Task
In the lines below, find the one that contains "Task: Tag the grassy" and write it out exactly, along with every line that follows it.

--- Dataset rows ---

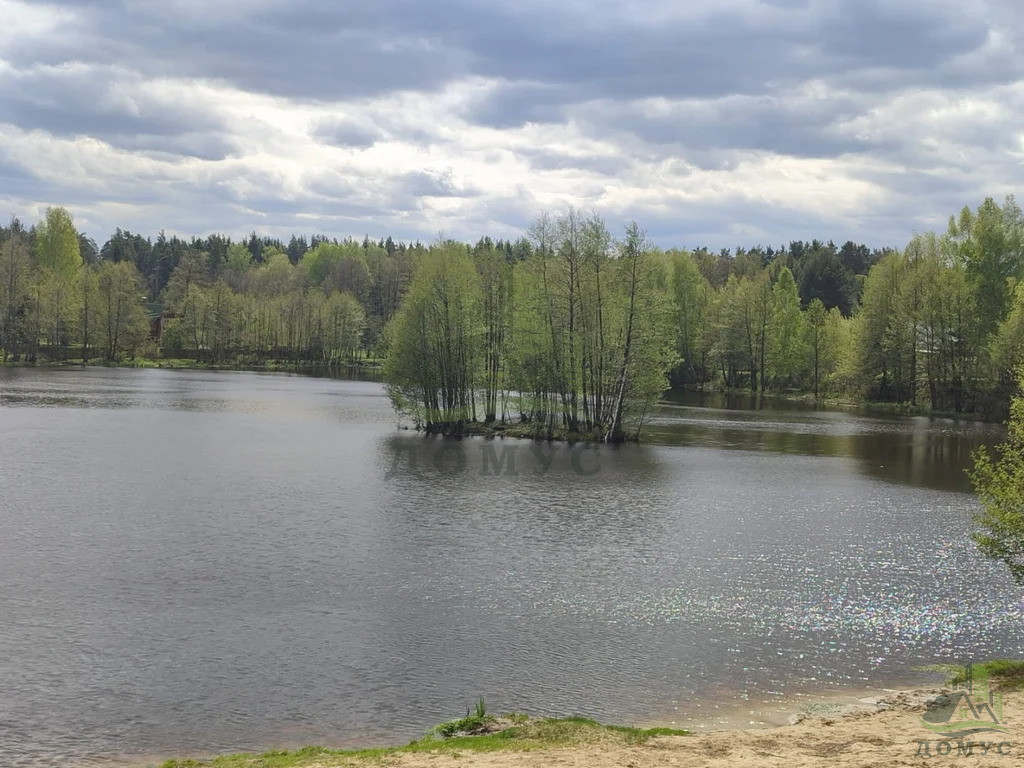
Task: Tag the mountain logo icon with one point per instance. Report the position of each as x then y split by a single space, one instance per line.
972 707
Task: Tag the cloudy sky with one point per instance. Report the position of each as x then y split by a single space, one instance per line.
711 122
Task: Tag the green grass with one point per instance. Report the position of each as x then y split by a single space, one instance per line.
1006 674
525 734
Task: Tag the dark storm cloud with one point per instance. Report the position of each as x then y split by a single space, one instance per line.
326 50
664 84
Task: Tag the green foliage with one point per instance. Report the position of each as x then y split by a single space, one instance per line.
1008 675
567 332
57 247
524 734
999 483
570 340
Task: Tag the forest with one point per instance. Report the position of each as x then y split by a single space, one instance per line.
567 329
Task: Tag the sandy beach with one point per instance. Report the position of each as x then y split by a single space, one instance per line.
872 732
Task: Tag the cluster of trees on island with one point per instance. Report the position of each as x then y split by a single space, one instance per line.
566 329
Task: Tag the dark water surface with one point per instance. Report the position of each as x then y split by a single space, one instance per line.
196 562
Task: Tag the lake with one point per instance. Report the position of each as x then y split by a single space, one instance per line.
196 562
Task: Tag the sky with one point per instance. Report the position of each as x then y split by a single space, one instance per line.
715 123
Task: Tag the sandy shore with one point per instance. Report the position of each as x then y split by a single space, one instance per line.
870 732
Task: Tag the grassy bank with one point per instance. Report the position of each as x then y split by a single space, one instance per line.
188 364
472 734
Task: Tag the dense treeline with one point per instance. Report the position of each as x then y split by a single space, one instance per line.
574 339
938 324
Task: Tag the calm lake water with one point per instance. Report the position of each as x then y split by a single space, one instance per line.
196 562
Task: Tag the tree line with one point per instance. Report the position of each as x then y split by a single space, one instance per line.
551 316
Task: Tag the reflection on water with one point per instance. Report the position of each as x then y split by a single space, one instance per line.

---

Task output
Task: Tag the grassy bank with one point per instance. Report the position of each as x then y split by a single space, one instance per line.
188 364
472 734
Task: Tag the dense treeline with one point per instance. Report the position of each as x then y split by a single space, one instance per line.
574 339
938 324
Task: Tag the calm lake water with one point per instance. Report the position of each as x then y split by a single space, one instance per line.
196 562
Task: Tag the tree line with one point per instance. Report the position of each as x then y split by a single space, one instance per line.
551 316
Task: Tag the reflection on water with one point per instance. Report the position of each as x then y split by a single space, one instance per line.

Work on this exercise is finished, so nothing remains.